■ **Goal of the exercise**: In the reflection on artistic practice below, what time of year and year does the writer give as the present?

■ **Excerpt provided**:
▬▬▬
The weather today is cloudy. That is not new, nor the winter air of the city of Rotterdam. It is the end of January, 2023. Things are happening in the world, different from last year but the same in other ways. This time last year, I was word and speech-less in an effort to understand myself as an artist. I was still in the process of application, to sit in the seat I currently sit in.

~365 days later, I wrestle with crafting a text on practice. Where to start? Thankfully, I have a pool of material to pull from and reflect on. Material that over the last 4.5 months has been bubbling and boiling together, providing me an (un?)conscious path to follow in verbalizing my practice.
▬▬▬
■ **Supplied data**:
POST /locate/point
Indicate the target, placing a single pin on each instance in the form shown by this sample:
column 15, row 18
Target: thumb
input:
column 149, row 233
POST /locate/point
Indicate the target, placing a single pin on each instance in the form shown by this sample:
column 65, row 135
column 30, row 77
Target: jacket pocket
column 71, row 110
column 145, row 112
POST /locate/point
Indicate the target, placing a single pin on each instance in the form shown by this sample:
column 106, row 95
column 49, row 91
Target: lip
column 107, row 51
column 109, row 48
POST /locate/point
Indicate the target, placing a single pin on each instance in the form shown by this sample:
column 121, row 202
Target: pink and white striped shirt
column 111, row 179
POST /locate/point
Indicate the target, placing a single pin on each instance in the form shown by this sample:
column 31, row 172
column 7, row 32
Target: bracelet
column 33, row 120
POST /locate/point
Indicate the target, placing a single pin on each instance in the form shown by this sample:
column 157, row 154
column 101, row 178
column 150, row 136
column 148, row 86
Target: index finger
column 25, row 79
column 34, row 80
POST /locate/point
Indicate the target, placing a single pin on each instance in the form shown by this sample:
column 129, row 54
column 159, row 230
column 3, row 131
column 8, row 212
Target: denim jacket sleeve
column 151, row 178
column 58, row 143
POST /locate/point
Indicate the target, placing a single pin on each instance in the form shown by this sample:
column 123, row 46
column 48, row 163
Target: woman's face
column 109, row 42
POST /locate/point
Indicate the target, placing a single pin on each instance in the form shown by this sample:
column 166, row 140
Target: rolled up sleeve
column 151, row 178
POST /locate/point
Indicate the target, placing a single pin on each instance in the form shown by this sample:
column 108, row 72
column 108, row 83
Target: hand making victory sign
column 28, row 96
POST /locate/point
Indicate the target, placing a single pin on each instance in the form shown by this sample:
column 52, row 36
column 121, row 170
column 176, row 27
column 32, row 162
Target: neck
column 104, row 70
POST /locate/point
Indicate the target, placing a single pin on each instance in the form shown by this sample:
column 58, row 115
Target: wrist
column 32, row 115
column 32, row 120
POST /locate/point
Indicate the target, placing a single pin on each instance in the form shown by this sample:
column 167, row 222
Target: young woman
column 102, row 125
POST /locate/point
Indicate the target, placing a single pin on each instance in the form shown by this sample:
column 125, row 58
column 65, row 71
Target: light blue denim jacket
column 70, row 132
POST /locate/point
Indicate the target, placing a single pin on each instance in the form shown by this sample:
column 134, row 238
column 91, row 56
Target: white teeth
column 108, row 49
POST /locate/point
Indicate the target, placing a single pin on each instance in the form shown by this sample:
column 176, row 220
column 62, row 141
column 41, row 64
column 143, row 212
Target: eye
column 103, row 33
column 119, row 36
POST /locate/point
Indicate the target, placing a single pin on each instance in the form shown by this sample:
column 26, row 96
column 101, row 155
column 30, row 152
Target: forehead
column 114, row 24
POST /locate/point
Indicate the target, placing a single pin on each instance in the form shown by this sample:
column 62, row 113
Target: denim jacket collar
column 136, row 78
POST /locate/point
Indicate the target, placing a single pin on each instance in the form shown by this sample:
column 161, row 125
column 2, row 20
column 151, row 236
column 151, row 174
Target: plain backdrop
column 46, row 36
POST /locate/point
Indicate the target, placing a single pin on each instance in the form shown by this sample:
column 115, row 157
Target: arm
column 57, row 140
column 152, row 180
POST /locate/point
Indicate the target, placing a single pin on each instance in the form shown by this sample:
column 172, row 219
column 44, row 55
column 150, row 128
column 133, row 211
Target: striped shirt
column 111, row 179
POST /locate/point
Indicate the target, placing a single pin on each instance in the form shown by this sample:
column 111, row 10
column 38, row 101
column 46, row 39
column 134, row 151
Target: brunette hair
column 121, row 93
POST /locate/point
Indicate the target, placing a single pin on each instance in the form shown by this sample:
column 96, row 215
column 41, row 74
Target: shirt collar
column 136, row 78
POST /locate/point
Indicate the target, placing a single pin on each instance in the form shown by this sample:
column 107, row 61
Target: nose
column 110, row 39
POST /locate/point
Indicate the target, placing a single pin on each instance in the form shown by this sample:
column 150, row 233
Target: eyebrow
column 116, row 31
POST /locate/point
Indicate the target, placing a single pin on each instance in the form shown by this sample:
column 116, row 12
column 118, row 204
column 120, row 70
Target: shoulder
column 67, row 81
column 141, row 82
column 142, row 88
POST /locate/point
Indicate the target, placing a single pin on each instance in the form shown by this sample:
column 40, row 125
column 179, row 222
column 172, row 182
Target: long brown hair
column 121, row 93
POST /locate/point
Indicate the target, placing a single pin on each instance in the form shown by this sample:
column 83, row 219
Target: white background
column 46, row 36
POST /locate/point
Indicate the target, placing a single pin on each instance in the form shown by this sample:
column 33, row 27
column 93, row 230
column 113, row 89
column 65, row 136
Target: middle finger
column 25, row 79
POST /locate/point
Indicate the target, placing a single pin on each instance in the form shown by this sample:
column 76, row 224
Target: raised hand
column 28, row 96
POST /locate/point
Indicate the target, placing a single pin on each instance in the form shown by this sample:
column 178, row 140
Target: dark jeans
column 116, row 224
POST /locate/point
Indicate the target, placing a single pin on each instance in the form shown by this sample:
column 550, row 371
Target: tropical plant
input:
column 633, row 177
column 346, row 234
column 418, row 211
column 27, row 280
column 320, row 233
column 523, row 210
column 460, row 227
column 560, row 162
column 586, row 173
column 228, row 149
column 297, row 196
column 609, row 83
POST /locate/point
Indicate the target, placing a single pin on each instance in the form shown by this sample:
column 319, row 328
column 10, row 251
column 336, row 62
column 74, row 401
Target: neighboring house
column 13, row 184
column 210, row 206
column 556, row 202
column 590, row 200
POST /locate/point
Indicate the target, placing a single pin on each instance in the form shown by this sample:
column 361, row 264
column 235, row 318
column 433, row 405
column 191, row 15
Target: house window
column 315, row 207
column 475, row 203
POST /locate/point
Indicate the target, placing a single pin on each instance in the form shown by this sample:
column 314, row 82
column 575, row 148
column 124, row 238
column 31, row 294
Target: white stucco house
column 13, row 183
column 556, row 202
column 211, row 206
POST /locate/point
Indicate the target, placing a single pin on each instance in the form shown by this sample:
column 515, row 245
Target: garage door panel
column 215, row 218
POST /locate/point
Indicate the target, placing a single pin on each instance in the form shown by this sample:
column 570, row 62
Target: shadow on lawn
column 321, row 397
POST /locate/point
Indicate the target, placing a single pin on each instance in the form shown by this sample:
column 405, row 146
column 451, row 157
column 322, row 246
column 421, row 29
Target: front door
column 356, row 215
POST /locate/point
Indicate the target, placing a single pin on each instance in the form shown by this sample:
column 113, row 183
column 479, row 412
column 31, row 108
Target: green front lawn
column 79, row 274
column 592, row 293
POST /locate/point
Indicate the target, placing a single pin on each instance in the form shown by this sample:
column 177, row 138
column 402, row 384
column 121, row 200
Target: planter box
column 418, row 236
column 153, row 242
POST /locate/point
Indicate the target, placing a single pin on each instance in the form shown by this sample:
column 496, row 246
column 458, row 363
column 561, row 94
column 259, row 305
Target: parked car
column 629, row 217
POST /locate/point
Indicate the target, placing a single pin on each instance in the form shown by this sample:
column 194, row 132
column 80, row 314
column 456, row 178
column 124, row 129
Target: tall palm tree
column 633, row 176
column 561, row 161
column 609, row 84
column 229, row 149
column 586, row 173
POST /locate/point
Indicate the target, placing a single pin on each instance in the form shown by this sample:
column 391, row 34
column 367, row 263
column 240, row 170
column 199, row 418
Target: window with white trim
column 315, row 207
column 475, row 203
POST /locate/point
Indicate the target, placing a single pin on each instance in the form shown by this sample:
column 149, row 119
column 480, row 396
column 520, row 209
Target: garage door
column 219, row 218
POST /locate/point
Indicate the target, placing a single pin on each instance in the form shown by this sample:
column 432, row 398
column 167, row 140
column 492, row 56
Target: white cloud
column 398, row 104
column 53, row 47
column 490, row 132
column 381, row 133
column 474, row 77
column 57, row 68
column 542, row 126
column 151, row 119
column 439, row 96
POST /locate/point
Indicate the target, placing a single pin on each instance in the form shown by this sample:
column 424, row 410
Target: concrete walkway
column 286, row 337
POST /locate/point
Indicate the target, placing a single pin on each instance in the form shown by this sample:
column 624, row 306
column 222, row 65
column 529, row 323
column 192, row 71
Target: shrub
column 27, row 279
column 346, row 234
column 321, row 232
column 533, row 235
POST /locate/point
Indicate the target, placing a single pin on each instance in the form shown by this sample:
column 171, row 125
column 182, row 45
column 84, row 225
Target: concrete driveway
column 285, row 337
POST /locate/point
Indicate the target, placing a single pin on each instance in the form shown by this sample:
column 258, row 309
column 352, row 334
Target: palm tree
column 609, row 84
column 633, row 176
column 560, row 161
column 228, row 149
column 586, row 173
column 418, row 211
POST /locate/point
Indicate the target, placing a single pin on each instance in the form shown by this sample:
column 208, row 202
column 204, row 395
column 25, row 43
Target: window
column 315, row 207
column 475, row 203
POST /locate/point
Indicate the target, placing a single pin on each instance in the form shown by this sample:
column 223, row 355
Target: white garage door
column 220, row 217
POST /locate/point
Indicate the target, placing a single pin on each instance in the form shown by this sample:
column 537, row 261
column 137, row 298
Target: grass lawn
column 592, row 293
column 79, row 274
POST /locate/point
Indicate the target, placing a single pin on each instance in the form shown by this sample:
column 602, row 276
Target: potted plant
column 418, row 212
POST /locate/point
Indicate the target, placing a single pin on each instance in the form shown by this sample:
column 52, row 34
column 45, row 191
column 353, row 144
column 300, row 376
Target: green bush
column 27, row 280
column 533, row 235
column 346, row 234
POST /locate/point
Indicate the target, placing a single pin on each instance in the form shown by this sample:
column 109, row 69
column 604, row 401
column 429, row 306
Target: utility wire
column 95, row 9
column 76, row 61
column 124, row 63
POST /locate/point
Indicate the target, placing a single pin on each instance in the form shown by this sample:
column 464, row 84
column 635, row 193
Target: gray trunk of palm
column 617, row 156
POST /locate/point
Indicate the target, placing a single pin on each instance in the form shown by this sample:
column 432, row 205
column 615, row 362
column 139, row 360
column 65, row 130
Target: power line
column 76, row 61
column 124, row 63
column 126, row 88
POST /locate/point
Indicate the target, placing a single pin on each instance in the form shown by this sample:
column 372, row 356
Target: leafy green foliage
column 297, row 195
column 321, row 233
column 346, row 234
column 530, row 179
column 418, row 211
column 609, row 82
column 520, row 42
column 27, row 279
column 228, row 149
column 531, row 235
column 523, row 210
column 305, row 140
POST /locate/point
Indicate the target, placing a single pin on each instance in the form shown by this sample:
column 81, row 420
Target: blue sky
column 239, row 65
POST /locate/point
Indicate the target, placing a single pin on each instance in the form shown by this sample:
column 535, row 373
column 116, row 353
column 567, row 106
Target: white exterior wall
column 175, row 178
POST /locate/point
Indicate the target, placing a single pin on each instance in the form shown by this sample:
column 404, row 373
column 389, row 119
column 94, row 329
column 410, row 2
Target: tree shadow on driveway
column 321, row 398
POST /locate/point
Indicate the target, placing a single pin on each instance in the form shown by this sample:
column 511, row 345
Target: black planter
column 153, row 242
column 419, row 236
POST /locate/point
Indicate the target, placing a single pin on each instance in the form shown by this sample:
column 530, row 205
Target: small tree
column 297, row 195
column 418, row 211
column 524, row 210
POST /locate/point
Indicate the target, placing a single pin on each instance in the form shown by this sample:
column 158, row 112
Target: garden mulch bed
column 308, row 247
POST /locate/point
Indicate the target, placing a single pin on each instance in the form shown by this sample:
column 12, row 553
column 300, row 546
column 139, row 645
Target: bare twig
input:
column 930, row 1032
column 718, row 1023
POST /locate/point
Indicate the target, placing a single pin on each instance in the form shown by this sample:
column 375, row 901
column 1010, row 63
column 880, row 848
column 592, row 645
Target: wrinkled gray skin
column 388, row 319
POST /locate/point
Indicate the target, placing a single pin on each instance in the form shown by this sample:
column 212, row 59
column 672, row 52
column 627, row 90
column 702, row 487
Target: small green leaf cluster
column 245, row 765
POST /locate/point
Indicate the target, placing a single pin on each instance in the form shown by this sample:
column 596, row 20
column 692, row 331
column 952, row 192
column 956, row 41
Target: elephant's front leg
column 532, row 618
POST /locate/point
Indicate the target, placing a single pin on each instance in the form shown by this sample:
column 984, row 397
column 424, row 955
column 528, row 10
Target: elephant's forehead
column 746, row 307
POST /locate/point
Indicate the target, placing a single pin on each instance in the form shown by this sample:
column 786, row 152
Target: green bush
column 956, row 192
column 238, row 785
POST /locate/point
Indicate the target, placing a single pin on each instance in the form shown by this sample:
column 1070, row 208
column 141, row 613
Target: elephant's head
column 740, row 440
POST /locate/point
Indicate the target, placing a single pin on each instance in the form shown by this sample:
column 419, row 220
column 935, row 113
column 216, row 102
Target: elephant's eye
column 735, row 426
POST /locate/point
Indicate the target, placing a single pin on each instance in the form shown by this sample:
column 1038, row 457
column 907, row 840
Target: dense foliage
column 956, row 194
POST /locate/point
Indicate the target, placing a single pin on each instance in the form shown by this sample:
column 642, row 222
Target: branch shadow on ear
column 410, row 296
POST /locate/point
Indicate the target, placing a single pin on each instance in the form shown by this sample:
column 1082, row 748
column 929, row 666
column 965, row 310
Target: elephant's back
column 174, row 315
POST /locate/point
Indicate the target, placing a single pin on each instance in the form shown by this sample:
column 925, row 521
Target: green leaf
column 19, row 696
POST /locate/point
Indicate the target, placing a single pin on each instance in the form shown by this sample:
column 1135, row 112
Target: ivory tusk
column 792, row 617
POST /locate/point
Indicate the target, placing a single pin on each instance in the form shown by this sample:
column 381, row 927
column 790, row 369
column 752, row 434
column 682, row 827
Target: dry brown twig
▬▬▬
■ **Result for this exercise**: The end of January, 2023.